= REQUEST =
The data below must be copied in full and without any change.

----------------------------------------

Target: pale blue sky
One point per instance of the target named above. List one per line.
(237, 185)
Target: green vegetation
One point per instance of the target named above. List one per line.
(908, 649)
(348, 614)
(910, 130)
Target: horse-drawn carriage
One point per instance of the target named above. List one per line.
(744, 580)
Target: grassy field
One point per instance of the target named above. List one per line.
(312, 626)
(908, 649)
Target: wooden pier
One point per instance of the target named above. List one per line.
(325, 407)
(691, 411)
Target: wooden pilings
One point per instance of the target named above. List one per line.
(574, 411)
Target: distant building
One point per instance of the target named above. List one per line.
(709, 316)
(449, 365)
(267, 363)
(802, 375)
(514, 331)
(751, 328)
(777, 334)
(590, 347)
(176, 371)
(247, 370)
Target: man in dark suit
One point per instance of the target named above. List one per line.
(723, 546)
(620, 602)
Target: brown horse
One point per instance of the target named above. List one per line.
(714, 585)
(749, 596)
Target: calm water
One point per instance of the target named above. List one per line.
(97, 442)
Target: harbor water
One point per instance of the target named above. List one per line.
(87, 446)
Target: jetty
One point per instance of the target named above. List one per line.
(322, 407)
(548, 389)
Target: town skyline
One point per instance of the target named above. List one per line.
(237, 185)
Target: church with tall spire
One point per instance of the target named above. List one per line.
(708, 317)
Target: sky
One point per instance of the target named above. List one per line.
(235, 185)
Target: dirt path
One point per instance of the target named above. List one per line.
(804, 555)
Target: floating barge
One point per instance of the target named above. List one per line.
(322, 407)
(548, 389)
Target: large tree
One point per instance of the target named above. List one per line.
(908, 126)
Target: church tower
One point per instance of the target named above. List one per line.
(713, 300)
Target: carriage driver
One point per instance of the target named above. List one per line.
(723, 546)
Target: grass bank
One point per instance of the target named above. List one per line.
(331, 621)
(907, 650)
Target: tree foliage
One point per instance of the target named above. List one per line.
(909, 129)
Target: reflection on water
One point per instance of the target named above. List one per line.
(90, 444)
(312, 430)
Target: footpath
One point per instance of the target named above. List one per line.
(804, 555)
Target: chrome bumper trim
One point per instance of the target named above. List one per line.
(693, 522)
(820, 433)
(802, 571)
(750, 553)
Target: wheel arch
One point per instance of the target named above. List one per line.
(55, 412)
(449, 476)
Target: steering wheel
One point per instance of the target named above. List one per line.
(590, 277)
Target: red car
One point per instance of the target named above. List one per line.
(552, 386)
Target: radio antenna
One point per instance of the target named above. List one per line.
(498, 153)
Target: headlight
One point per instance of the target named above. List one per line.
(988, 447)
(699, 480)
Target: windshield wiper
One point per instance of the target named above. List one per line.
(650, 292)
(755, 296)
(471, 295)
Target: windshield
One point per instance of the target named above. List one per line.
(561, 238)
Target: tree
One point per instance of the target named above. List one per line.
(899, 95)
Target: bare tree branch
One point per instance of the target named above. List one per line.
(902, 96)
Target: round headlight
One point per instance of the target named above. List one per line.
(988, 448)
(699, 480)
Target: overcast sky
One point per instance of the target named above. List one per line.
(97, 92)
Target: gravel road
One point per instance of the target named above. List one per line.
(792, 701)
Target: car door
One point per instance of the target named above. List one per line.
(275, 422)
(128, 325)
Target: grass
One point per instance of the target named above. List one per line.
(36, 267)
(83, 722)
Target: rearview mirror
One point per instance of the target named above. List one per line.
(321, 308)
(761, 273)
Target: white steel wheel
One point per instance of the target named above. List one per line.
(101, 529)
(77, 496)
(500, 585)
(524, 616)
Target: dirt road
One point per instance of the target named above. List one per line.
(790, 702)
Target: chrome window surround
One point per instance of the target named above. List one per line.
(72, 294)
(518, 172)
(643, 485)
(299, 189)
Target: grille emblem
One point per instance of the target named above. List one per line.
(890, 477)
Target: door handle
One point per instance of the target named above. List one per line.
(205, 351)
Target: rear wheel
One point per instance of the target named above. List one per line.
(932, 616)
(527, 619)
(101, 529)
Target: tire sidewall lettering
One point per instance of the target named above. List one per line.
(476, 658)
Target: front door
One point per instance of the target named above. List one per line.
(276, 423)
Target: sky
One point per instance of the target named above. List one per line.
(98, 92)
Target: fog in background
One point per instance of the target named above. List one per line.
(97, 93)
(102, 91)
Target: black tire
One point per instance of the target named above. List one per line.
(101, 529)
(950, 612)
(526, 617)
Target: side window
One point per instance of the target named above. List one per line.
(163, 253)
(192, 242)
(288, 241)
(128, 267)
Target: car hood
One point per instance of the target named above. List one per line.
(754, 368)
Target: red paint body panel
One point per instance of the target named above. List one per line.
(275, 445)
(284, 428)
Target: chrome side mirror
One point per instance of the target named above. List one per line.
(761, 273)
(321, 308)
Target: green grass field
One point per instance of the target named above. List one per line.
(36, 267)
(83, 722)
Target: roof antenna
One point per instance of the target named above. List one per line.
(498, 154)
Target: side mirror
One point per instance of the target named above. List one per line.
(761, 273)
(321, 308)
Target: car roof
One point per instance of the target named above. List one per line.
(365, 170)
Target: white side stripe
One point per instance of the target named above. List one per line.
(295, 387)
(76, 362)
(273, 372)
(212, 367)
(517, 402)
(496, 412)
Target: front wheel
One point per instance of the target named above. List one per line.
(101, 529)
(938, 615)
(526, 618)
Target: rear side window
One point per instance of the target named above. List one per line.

----------------------------------------

= RESPONSE =
Target: pale blue sky
One point per instance of the target named above. List one per line.
(237, 185)
Target: green vegetation
One point per instance of the target named above. List one per line.
(908, 649)
(348, 614)
(910, 130)
Target: horse-drawn carriage
One point per instance of the target named above. List one per line.
(744, 580)
Target: grassy field
One point per instance of the target named above. List one per line.
(312, 626)
(908, 649)
Target: wooden pier
One point per instance of the target named above. List one per line.
(325, 407)
(691, 411)
Target: wooden pilings
One point per instance of the target named above. List one per line.
(574, 411)
Target: distant building
One point per instance of the target named above. List one per line.
(709, 316)
(449, 365)
(267, 363)
(802, 375)
(514, 331)
(751, 328)
(777, 334)
(590, 347)
(176, 371)
(247, 370)
Target: man in dark suit
One point per instance of the target named above. List one per line.
(723, 546)
(620, 602)
Target: brown horse
One point per instance of the target named above. List one per line.
(714, 585)
(749, 596)
Target: calm water
One point per instance of the target named above. List one per line.
(97, 442)
Target: harbor water
One point per instance of the target named above. List one per line.
(87, 446)
Target: jetty
One point per instance of the target named above. List one per line.
(322, 407)
(548, 389)
Target: town skyline
One point per instance of the target named above. List one per line.
(237, 185)
Target: church with tall spire
One point per instance of the target named above. List one per line.
(708, 317)
Target: sky
One point per instance of the target named above. List one per line.
(235, 185)
Target: dirt path
One point per instance of the target named above. List one per line.
(804, 555)
Target: floating barge
One point per instance of the target named above. List one per line.
(322, 407)
(548, 389)
Target: large tree
One point per instance of the target named above. List one per line.
(908, 126)
Target: church tower
One point per instance of the target named above. List one per line.
(713, 300)
Target: carriage driver
One point per instance of the target named above. List one per line.
(723, 546)
Target: grass bank
One point per instance of the target named above. List one per line.
(331, 621)
(907, 650)
Target: tree foliage
One point per instance of the target named above. List one per line.
(909, 129)
Target: reflection on water
One point per instance of the target named above. List one per line.
(90, 444)
(312, 430)
Target: footpath
One point per instance of the target named above. List one per line.
(804, 555)
Target: chrome bumper trim
One point per instance of the target named above. List one per line.
(693, 522)
(820, 433)
(802, 571)
(750, 553)
Target: wheel arch
One point per instance of the target named above. List one per line.
(55, 412)
(449, 476)
Target: steering wheel
One point per instance of the target named above. List one per line.
(590, 277)
Target: red car
One point per instance of the target named above. List one per line.
(552, 386)
Target: radio antenna
One point per instance of the target named above. List one per line.
(498, 153)
Target: headlight
One point per instance of the target named above. List one per line.
(988, 447)
(699, 480)
Target: windshield wiper
One point per instance of the target named above. List one per line.
(650, 292)
(755, 296)
(471, 295)
Target: windshield
One point per instance of the target named above. List one per line.
(561, 238)
Target: tree
One point per instance of the target named above. List one per line.
(899, 95)
Target: bare tree branch
One point per instance of the target named above. List one per line.
(902, 96)
Target: round headlight
One point per instance of the target named above. List one per line.
(988, 448)
(699, 480)
Target: overcast sky
One point per instance of the target named above. List one per line.
(97, 92)
Target: gravel road
One point per instance of the target named above. List one per line.
(792, 701)
Target: car door
One point per instance of the target named above. List one per line.
(275, 422)
(128, 325)
Target: grass
One point per instance of the target named above. List one per line.
(36, 267)
(83, 722)
Target: rearview mirror
One point per instance of the target named above. List one per line.
(321, 308)
(761, 273)
Target: white steel wheel
One point per instance of the target named above. List one per line.
(101, 529)
(77, 496)
(500, 585)
(524, 616)
Target: dirt road
One point per instance of the target named above. List one per line.
(790, 702)
Target: chrome window surround
One point per instance of the target named above. List one per line.
(72, 294)
(518, 172)
(643, 485)
(299, 189)
Target: grille emblem
One point per instance of the target named above. List one per line.
(890, 477)
Target: door handle
One point per instance of the target named above. List one per line.
(205, 351)
Target: rear wheel
One point per instance of the target named above. List one per line.
(932, 616)
(527, 619)
(101, 529)
Target: tire sidewall lettering
One point per instance of the target named above. List one per line.
(476, 658)
Target: front door
One point per instance of the target named above. List one per line.
(276, 423)
Target: sky
One point per instance of the target named above. List one per line.
(98, 92)
Target: fog in background
One point per instance of the target named above. List one per line.
(97, 93)
(102, 91)
Target: black tire
One point per instance of the target named above. List one per line.
(101, 529)
(950, 612)
(526, 617)
Target: side window
One point per instance of the target named above. List one per line.
(163, 253)
(192, 242)
(288, 241)
(128, 267)
Target: car hood
One point per instance of the target named above. List one per line.
(754, 368)
Target: red paint body panel
One point per instance of the target named above. List one per line.
(275, 445)
(284, 428)
Target: chrome side mirror
One point per instance of the target named above. List one per line.
(761, 273)
(321, 308)
Target: green grass field
One point per instance of the target named above. List one per line.
(36, 267)
(83, 722)
Target: roof antenna
One point per instance of the target named above. List one per line.
(498, 154)
Target: side mirror
One point per instance of the target named above. List one per line.
(761, 273)
(321, 308)
Target: car roof
One point per instance of the target named above. List one per line.
(365, 170)
Target: white side stripe
One point per instance of the target named above. List one per line.
(295, 387)
(76, 362)
(273, 372)
(212, 367)
(517, 402)
(496, 412)
Target: front wheel
One point per instance of the target named above. List one per line.
(101, 529)
(938, 615)
(526, 618)
Target: rear side window
One point per instance of the target named above. List one per line.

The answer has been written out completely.